* **SET EXERCISE**: Copy the rows from the start through the line with "point(139, 30)", putting "damp pavement" in place of "wet pavement" and leaving everything else as it is.

[Start MATERIALS PROVIDED]

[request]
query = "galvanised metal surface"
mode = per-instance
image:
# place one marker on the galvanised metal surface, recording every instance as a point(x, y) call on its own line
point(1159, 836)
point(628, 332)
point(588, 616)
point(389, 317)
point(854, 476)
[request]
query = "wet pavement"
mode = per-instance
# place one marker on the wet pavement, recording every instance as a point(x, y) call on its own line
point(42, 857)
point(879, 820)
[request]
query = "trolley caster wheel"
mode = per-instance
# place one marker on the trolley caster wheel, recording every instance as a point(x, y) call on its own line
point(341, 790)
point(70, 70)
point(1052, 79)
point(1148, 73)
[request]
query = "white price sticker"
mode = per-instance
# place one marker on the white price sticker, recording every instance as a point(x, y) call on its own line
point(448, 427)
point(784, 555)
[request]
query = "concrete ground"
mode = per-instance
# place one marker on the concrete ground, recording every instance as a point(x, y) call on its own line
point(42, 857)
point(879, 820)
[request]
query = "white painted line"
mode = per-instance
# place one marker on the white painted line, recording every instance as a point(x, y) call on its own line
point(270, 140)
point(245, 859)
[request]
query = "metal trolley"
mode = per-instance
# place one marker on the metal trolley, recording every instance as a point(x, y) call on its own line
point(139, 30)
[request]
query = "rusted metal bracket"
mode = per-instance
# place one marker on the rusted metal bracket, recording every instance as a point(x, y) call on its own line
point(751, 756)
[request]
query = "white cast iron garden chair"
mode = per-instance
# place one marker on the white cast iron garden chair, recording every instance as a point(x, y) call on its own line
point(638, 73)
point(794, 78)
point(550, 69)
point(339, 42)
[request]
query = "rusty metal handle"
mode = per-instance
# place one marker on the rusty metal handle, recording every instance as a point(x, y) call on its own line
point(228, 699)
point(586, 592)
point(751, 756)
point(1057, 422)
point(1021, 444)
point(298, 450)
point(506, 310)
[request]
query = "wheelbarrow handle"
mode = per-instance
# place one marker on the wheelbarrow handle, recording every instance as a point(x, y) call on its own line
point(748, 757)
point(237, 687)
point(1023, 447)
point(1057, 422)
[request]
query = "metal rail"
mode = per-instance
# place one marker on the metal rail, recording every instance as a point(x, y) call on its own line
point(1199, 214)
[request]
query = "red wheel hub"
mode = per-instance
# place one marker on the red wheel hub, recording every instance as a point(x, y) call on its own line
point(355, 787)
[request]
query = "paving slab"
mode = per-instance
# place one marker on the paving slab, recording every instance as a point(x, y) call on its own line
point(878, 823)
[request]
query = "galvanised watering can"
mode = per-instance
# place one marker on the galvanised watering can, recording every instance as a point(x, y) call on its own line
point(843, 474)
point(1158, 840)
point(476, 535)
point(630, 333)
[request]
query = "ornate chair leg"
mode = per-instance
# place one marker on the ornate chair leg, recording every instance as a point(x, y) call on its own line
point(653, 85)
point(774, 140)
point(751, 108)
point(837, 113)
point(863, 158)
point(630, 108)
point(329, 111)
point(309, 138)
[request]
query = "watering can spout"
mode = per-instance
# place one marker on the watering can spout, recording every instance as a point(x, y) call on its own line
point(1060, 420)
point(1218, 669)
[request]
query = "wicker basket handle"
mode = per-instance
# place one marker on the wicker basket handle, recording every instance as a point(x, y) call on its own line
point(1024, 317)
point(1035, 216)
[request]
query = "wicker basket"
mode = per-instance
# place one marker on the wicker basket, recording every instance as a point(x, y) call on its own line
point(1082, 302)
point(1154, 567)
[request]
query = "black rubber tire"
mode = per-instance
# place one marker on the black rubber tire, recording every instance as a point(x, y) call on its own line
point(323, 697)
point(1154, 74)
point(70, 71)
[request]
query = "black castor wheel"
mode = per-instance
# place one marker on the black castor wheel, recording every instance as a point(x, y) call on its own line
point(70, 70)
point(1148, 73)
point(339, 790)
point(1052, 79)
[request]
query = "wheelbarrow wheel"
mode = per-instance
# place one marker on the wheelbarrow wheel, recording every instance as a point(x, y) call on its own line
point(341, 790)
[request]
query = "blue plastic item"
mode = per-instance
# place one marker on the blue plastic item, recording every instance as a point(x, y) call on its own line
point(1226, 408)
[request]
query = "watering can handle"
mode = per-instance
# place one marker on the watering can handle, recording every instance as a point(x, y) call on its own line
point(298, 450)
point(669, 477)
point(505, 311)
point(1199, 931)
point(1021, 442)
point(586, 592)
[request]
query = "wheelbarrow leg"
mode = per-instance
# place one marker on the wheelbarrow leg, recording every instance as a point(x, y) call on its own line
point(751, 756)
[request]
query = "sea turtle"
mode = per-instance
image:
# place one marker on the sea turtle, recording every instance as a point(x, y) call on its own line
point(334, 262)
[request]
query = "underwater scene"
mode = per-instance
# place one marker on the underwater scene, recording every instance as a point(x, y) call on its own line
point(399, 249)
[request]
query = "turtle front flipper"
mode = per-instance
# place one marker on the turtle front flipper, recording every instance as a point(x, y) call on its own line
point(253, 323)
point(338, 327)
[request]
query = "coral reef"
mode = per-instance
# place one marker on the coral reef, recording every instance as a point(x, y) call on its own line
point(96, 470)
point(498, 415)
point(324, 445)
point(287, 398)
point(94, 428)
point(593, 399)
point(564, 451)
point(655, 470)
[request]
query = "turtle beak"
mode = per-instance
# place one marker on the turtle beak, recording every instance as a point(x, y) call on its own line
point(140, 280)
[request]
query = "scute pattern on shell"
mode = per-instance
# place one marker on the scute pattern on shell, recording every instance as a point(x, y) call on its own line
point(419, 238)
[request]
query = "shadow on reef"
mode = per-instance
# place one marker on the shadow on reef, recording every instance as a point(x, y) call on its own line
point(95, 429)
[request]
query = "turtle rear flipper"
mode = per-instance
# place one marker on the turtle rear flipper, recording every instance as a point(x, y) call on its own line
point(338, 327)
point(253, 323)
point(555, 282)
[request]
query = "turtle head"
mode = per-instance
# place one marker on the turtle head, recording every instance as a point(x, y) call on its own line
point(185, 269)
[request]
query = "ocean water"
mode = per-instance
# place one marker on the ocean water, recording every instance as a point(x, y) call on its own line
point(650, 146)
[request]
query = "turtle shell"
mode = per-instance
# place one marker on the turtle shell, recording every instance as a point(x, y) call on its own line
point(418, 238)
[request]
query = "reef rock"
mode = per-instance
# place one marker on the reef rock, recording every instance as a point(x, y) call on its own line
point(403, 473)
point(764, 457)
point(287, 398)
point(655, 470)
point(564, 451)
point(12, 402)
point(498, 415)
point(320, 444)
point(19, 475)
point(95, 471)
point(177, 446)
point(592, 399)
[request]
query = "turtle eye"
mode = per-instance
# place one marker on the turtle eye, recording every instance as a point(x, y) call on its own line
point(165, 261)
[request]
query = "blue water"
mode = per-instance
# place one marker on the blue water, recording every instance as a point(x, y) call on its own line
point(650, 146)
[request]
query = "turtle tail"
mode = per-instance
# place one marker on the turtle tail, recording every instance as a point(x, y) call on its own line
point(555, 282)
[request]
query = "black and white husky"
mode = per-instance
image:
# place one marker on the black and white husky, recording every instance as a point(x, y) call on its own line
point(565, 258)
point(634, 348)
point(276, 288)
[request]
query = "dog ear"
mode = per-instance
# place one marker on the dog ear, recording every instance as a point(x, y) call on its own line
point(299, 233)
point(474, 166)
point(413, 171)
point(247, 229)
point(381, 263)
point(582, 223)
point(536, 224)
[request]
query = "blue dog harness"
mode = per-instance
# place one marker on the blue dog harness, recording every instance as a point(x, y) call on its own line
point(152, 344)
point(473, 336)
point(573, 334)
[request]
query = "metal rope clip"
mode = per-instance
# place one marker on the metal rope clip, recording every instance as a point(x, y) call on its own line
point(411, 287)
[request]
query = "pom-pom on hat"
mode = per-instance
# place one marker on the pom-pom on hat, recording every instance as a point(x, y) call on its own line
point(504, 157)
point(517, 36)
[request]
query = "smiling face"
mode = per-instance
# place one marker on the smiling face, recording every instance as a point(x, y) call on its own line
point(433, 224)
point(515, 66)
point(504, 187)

[End MATERIALS PROVIDED]

* **ANSWER TO THIS EXERCISE**:
[request]
query = "galvanised metal surface"
mode = per-instance
image:
# place one marker on the galvanised metal surface, recording every instance as a point(x, y) call on its own line
point(1159, 836)
point(628, 332)
point(588, 616)
point(389, 317)
point(854, 476)
[request]
query = "damp pavement"
mode = per-instance
# place one marker on the damp pavement, recording every instance as a point(x, y) call on its own line
point(42, 857)
point(879, 820)
[request]
query = "trolley caster wheel"
mode = per-instance
# place one marker on the trolley caster wheel, recording every instance as a point(x, y) call on its own line
point(341, 790)
point(70, 70)
point(1052, 79)
point(1148, 73)
[request]
query = "white price sticker"
mode = per-instance
# place one marker on the white price sticker, recording every instance as a point(x, y) call on its own line
point(448, 427)
point(784, 555)
[request]
query = "concrete ground"
mode = per-instance
# place one marker on the concrete ground, recording every instance as a point(x, y) call on its own line
point(42, 857)
point(879, 820)
[request]
query = "white painted line"
mode = per-instance
# place one marker on the white painted line, recording every instance as a point(x, y) call on its own line
point(270, 140)
point(245, 859)
[request]
query = "metal trolley"
mode = per-instance
# place one marker on the metal trolley, recording every instance as a point(x, y) call on its own line
point(139, 30)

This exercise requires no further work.